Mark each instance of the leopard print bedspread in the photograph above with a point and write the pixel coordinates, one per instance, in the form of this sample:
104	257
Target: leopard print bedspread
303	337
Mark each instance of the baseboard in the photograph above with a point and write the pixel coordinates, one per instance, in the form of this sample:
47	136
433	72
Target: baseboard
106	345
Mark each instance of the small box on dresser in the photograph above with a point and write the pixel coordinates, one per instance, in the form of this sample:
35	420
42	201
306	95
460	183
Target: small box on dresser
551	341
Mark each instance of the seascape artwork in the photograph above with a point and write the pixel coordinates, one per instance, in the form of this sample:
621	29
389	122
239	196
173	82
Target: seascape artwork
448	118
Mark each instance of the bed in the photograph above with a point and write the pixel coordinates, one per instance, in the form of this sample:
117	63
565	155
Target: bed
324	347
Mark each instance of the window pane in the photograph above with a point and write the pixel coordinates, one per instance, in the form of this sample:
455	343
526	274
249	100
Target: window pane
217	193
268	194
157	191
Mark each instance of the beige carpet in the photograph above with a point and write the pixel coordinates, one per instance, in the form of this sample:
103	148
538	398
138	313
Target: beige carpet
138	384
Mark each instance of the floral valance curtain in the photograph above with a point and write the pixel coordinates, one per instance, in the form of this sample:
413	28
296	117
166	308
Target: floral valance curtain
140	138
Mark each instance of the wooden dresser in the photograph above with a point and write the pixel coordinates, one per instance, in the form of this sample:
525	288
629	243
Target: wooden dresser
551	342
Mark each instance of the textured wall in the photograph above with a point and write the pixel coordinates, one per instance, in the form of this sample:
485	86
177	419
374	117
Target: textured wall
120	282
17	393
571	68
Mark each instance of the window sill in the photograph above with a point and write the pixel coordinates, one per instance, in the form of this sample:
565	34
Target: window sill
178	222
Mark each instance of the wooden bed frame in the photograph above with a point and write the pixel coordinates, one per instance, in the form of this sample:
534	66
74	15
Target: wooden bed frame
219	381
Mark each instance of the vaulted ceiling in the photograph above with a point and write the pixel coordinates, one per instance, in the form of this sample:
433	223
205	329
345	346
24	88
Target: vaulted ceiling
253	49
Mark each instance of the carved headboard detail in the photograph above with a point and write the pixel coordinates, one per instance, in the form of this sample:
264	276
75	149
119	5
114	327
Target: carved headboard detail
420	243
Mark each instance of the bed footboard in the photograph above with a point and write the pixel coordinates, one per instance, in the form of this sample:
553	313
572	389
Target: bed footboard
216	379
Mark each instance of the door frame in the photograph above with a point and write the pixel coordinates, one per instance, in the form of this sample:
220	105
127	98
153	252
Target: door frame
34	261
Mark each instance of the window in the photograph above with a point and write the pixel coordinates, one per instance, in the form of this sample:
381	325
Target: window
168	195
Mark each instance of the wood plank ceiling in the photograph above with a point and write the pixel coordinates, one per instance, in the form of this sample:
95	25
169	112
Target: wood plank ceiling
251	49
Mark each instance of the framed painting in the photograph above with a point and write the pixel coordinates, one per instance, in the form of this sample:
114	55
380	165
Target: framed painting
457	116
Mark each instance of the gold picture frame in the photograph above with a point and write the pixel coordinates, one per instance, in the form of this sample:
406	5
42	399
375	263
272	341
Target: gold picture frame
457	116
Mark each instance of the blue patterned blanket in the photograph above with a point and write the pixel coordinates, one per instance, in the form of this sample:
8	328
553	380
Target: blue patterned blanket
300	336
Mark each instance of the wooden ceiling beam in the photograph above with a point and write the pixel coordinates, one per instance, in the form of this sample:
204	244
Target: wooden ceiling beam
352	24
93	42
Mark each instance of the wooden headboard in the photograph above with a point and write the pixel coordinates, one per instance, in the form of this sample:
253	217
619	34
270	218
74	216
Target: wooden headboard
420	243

* * *

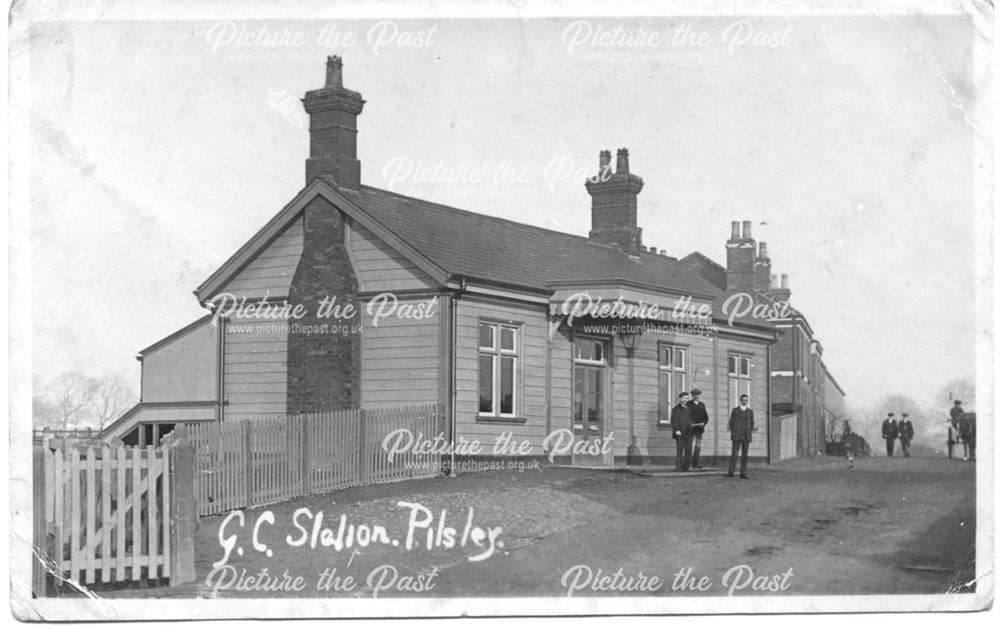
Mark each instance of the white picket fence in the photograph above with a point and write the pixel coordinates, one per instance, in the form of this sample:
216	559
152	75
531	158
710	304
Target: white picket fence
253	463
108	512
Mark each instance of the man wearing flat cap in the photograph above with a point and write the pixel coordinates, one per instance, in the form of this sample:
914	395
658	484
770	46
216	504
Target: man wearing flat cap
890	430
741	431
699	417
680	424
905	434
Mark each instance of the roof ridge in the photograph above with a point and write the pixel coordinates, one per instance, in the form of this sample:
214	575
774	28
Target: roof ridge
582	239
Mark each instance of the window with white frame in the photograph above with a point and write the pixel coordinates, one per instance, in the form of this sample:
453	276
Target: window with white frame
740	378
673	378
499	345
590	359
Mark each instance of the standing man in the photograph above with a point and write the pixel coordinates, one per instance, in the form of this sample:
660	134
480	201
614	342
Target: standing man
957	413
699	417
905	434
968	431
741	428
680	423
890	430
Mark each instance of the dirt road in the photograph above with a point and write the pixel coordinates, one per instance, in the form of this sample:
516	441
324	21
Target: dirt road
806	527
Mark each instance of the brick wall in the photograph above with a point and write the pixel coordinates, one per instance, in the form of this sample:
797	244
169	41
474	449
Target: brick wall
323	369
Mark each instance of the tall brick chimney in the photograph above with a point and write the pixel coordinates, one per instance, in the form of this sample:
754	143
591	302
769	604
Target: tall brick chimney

Given request —
Pull out every line above that contains the string "sill". Case counts.

Solved problem —
Mark each instance of the window sill in the photograph above with a point and write the pixel coordinates, one per instance, in the form of this sample:
Target: window sill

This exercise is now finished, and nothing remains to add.